_Trecho_.
::::::::::

Um dos grandes nomes do cinema italiano contemporâneo, Daniele Luchetti conta com nada menos do que 5 vitórias no David di Donatello – nada menos do que o ‘Oscar’ da Itália! Indicado também ao European Film Awards e com passagens pelos prestigiosos festivais de Veneza, Chicago, Munique, Sevilha, Tóquio, Locarno e San Sebastian, soma mais de uma dezena de premiações ao redor do mundo. Recentemente, esteve nas telas nacionais com a comédia dramática O Rei de Roma, que concorreu ao Prêmio Cinefoundation no Festival de Cannes 2018 e está chegando agora às plataformas de streaming do país. Aproveitando a oportunidade, nós fomos conversar com o cineasta, em um bate-papo inédito e exclusivo. Confira!
Olá, Daniele. Io Sono Tempesta, o título original, foi batizado como O Rei de Roma no Brasil. Curiosamente, essa frase até é dita durante o filme, mas não pelo protagonista. Quem é o verdadeiro rei de Roma, portanto?

::::::::::

_Dados fornecidos_.

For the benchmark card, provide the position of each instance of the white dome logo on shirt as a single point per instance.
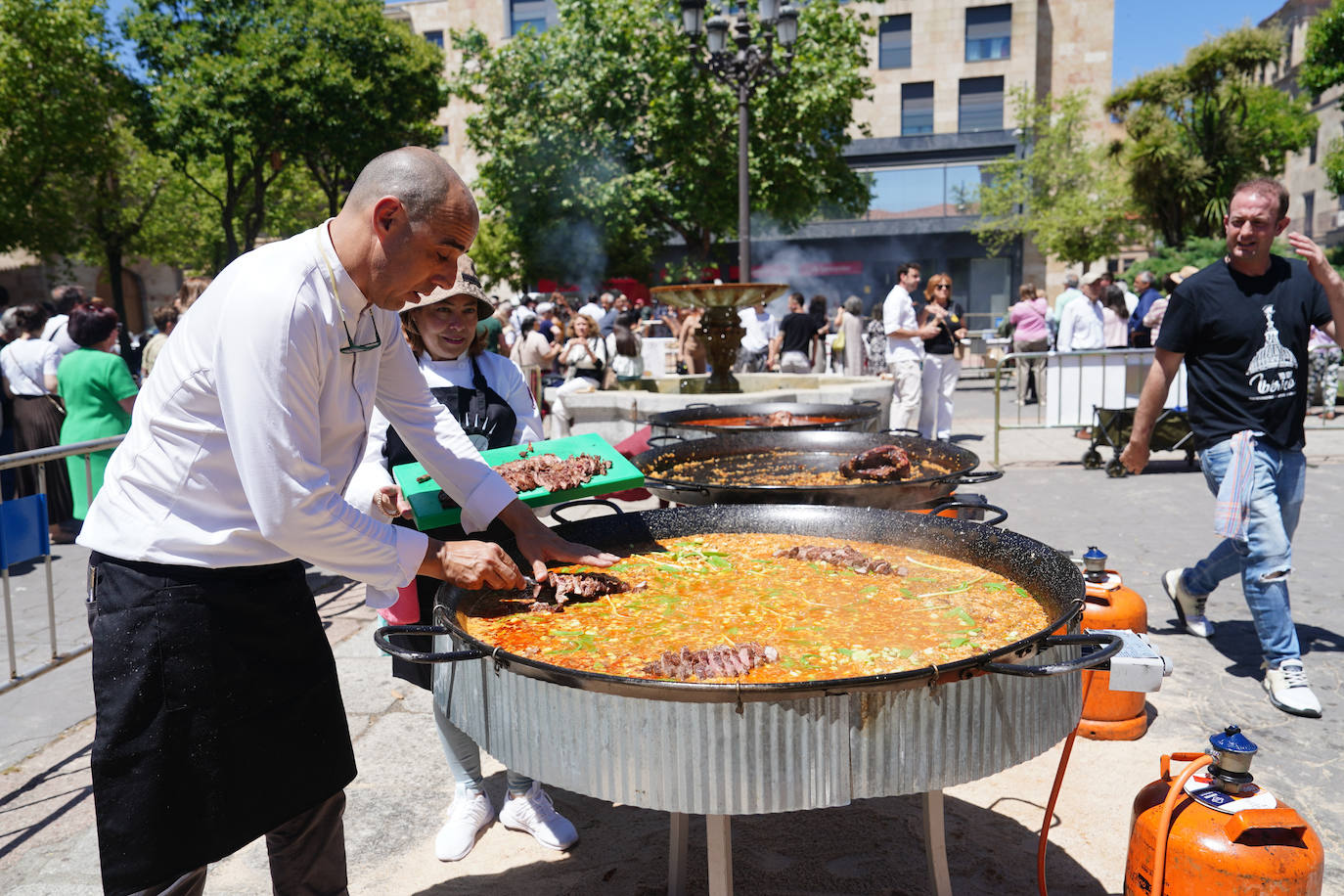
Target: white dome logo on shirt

::::::::::

_Tarefas escritas_.
**1.** Responda, com base no trecho sobre Daniele Luchetti:
(a) Quantas vitórias no David di Donatello o cineasta acumula?
(b) A que prêmio O Rei de Roma concorreu no Festival de Cannes 2018?
(c) Qual é o título original do filme lançado no Brasil como O Rei de Roma?
**2.** Reescreva o trecho sobre Daniele Luchetti de "Olá, Daniele. Io" a "de Roma, portanto?", substituindo "protagonista" por "personagem principal".

_Problemas resolvidos_.
**1.**
(a) 5 vitórias.
(b) Ao Prêmio Cinefoundation.
(c) Io Sono Tempesta.

**2.**
Olá, Daniele. Io Sono Tempesta, o título original, foi batizado como O Rei de Roma no Brasil. Curiosamente, essa frase até é dita durante o filme, mas não pelo personagem principal. Quem é o verdadeiro rei de Roma, portanto?